**WHAT YOU NEED TO DO**.
- a) According to the pool report, how many public pools, hot tubs, water playgrounds and other treated-water venues did the CDC study?
- b) Rewrite the stretch of the pool report from "This year’s report" through "pool supply stores.", replacing "superstores" with "supermarkets".
- c) Translate this sentence from the pool report into Spanish: "The most common violations were improper pH levels, safety equipment and disinfectant concentration, the agency reported."

EXTRACT Block Start

Before summer heats up, and you want to cool off at the pool, a quick reminder — the water’s swimming with filth.
A study of 48,632 public pools, hot tubs, water playgrounds and other places where people swim in treated water revealed that almost 80% of them were filthy enough to warrant a safety violation, the Centers for Disease Control reported.
One in eight of the putrid puddles were so gross that they had to be closed immediately. It’s even worse for children: One in five kiddie pools had to be shut down because of serious health violations.
The agency collected the dirty data in 2013 from the five states with the most public pools and hot tubs: Arizona, California, Florida, New York and Texas.
“No one should get sick or hurt when visiting a public pool, hot tub, or water playground,” Beth Bell, the director of the CDC’s National Center for Emerging and Zoonotic Infectious Diseases said in a statement. “That’s why public health and aquatics professionals work together to improve the operation and maintenance of these public places so people will be healthy and safe when they swim.”
The most common violations were improper pH levels, safety equipment and disinfectant concentration, the agency reported.
A good chunk of public pools, hot tubs and water playgrounds aren’t regulated either, as almost one-third of local health departments don’t bother inspecting the watering holes, CDC’s chief of Healthy Swimming Program Michele Hlavsa said.
This year’s report continues the CDC’s summer tradition of reminding everyone the water is disgusting, just before the unofficial start of summer on Memorial Day.
In 2015, the agency pointed out that water-borne diseases are most common in July, thanks to lazy cleaners and a chlorine-resistant poop parasite that thrives in water.
In 2013, the CDC warned that 60% of pools contained traces of feces and spread E. coli, thanks to swimmers who did the doody deed in the water.
The CDC says that, in order to stay cool and clean this summer, examine the waters yourself by bringing your own test strips, which can be found at most superstores or pool supply stores.

EXTRACT Block End
DATA Block Start

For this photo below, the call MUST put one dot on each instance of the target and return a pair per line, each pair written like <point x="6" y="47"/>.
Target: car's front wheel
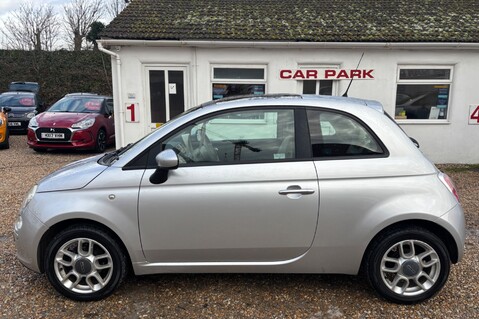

DATA Block End

**TASK-BY-TASK OUTPUTS**.
- a) 48,632

- b)
This year’s report continues the CDC’s summer tradition of reminding everyone the water is disgusting, just before the unofficial start of summer on Memorial Day.
In 2015, the agency pointed out that water-borne diseases are most common in July, thanks to lazy cleaners and a chlorine-resistant poop parasite that thrives in water.
In 2013, the CDC warned that 60% of pools contained traces of feces and spread E. coli, thanks to swimmers who did the doody deed in the water.
The CDC says that, in order to stay cool and clean this summer, examine the waters yourself by bringing your own test strips, which can be found at most supermarkets or pool supply stores.

- c) Las infracciones más comunes fueron niveles de pH, equipo de seguridad y concentración de desinfectante inadecuados, informó la agencia.